• Your goal:
Rename "Reviewer note" to "Annotator note" wherever it appears, and reproduce the lines below with nothing else altered. Omit the pictures from your version.

-- -- --

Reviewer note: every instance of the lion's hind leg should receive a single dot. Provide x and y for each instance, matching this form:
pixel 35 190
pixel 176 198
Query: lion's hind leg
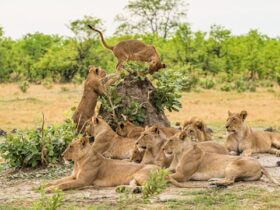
pixel 274 151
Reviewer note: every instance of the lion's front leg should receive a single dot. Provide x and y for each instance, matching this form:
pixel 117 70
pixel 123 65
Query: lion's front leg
pixel 70 184
pixel 247 152
pixel 58 181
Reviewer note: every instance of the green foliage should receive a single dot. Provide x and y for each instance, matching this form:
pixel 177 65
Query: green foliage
pixel 226 87
pixel 167 91
pixel 32 148
pixel 23 86
pixel 53 202
pixel 156 183
pixel 207 83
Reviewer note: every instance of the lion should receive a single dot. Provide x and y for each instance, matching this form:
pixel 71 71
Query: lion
pixel 223 170
pixel 245 141
pixel 93 88
pixel 128 129
pixel 92 169
pixel 151 141
pixel 133 50
pixel 175 146
pixel 107 142
pixel 197 130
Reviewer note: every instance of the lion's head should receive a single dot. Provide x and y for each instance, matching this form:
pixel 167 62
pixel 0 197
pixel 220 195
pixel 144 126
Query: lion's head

-- -- --

• Correct response:
Annotator note: every instance of the lion's hind leg should receive a single dot. Provide x and y for each instance, matching this form:
pixel 35 190
pixel 176 198
Query: lion's hind leg
pixel 274 151
Annotator note: every instance of the lion's front leg should receive a single dot. Provide x and y for each instance, matching this form:
pixel 117 70
pixel 123 65
Query: lion's front leg
pixel 70 184
pixel 247 152
pixel 58 181
Annotator note: every instance of the green foliage should receive a single dot. Provide x and y for each instance, matching this form:
pixel 177 65
Query: green foliage
pixel 226 87
pixel 167 91
pixel 32 148
pixel 23 86
pixel 53 202
pixel 156 183
pixel 207 83
Annotator note: every instance of the lion should receive a single dot. Provide x and y for each instance, matching this form:
pixel 71 71
Query: lion
pixel 223 170
pixel 245 141
pixel 93 88
pixel 128 129
pixel 92 169
pixel 151 141
pixel 133 50
pixel 175 146
pixel 107 142
pixel 197 130
Annotator note: every instance of the lion's head should receive a single dot. Provide x and y for each instance, matching this form:
pixel 167 62
pixel 0 197
pixel 220 195
pixel 144 126
Query: lion's head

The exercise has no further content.